By Muhammad Siddiqui
Heavy rains in Kerala, a coastal state in southern India, have displaced hundreds of thousands of people since the start of monsoon season in May.
The heaviest rains, which began on Aug. 8, have swept away entire homes, bridges and villages in the floodwaters and landslides, according to the Australian Broadcasting Corporation.
More than 190 people have been killed due to the most recent rains in Kerala, and at least 370 people have died since the start of monsoon season, according to Al Jazeera.
It is estimated that 800,000 people have been displaced as a result of the recent rains, but Kerala’s finance minister T. M. Thomas Isaac told Al Jazeera that he estimates 1.5 million citizens are displaced once those who have relocated with family and friends are taken into account.
The rains have begun to ease up as of Aug. 19, giving first responders and rescuers time to aid those affected by the worst flooding to hit the Indian state in more than a century, according to the Australian Broadcasting Corporation.
Since the start of Kerala’s monsoon season, rains have been unusually heavy, exceeding previous years’ average rainfalls for the entire season, according to Al Jazeera. In addition to the damage caused thus far, the monsoon season is still expected to last for at least another month.
More than 200,000 displaced families have found refuge in relief camps, and the Indian government has pledged to give the state an immediate grant of 5 billion rupees (around $71 million), according to BBC.
Survivors in relief camps are still coping with a lack of food, clean drinking water, power and medicine. Officials are growing increasingly concerned with the possibility of waterborne disease outbreaks caused by the hazardous conditions, according to BBC.
As the rains have recently subsided, officials had the opportunity to focus relief efforts on those who have been stranded for days. The Indian Army, Airforce and Navy, alongside members of the National Disaster Response Force, sent troops and boats to the region, according to Al Jazeera. Their efforts focused on search and rescue and airdropping supplies to isolated areas.

**RECORDED DATA**
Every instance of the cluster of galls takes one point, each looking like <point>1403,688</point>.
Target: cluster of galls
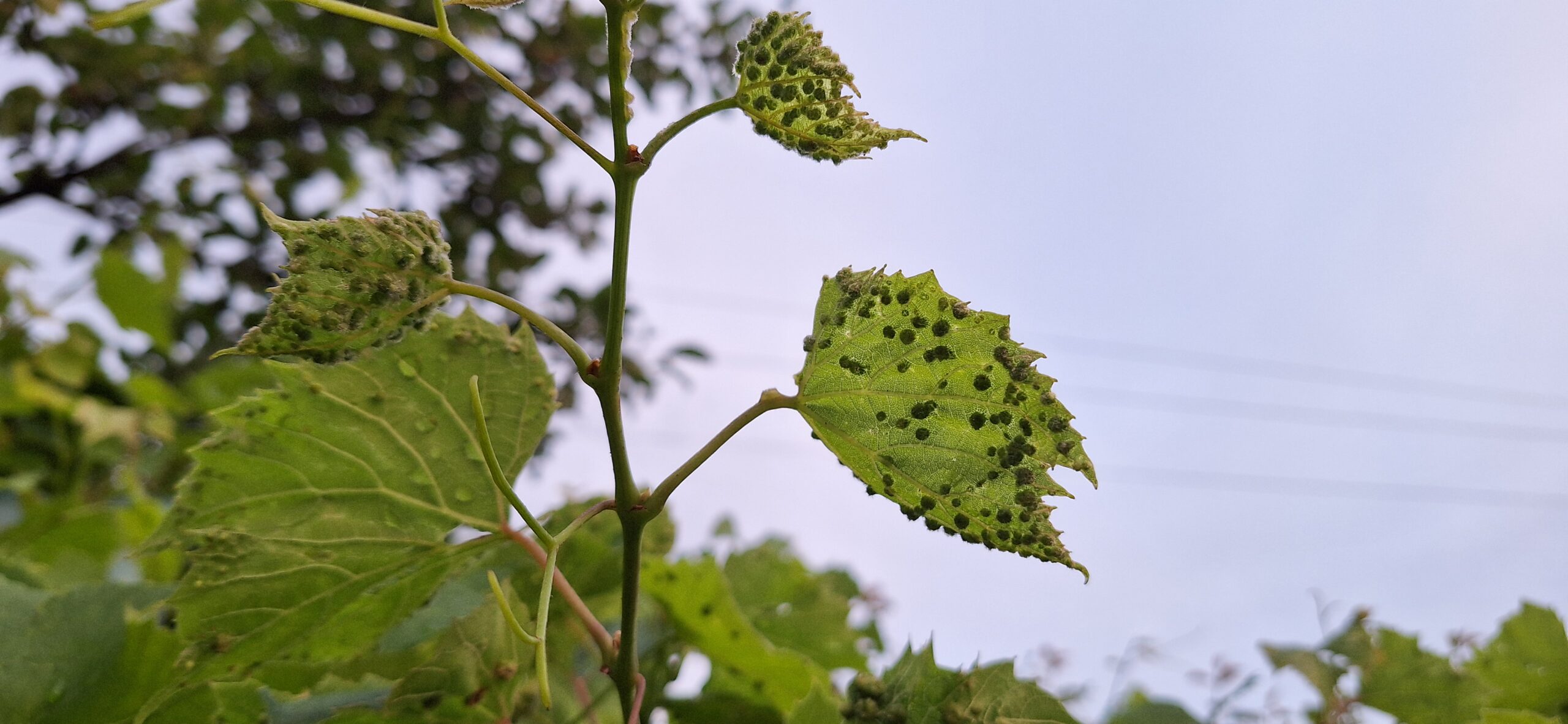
<point>793,86</point>
<point>353,282</point>
<point>869,704</point>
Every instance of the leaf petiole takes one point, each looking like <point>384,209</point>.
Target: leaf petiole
<point>682,124</point>
<point>769,400</point>
<point>497,477</point>
<point>511,618</point>
<point>554,333</point>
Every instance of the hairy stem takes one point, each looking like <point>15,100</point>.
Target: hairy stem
<point>533,105</point>
<point>618,16</point>
<point>554,333</point>
<point>374,16</point>
<point>769,402</point>
<point>541,621</point>
<point>686,123</point>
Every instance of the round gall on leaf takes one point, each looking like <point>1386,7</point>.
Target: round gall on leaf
<point>793,86</point>
<point>353,284</point>
<point>985,442</point>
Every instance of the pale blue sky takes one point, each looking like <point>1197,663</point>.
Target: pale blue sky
<point>1363,186</point>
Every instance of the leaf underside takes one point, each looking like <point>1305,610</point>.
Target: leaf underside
<point>930,695</point>
<point>793,86</point>
<point>933,406</point>
<point>317,515</point>
<point>353,282</point>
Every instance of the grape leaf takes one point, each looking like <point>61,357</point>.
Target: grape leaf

**EXPLORE THE MATERIAL**
**A)** Name every news outlet that the article on the Kerala floods credits as a source.
**B)** Carry on writing the article on the Kerala floods, starting right after its final sentence.
None of the items are needed for what follows.

**RESULTS OF THE TASKS**
**A)** Australian Broadcasting Corporation, Al Jazeera, BBC

**B)**
Many, however, are calling local fishermen the “unsung heroes” of the flood. Isaac told Al Jazeera that more than 500 fishing boats have been used in the relief effort.
Some fishermen have reportedly been putting their lives in danger, without safety guards or the proper equipment, to reach those stuck in areas that government rescuers deemed too risky reach. In a phone interview with Al Jazeera, one graduate student recounted, “‘If it wasn’t for them (fishermen), I would’ve died inside the flat.’”
More aid is expected to arrive in the area, as the state plans to renegotiate its aid grant with the central government. According to the Australian Broadcast Corporation, the cost of damages is currently estimated to be near $3 billion, but is expected to rise before the monsoon season comes to an end.
One-third of the roads have been damaged, with the repair estimated to cost about 1 billion rupees ($14.3 million). Moreover, Isaac told Al Jazeera that water systems will need to be rebuilt with aid from multinational agencies.
Many foreign donations have been pledged, particularly from individuals in the United Arab Emirates. The UAE Prime Minister ordered the formation of an emergency committee to provide aid to the flood victims, according to The Hindu.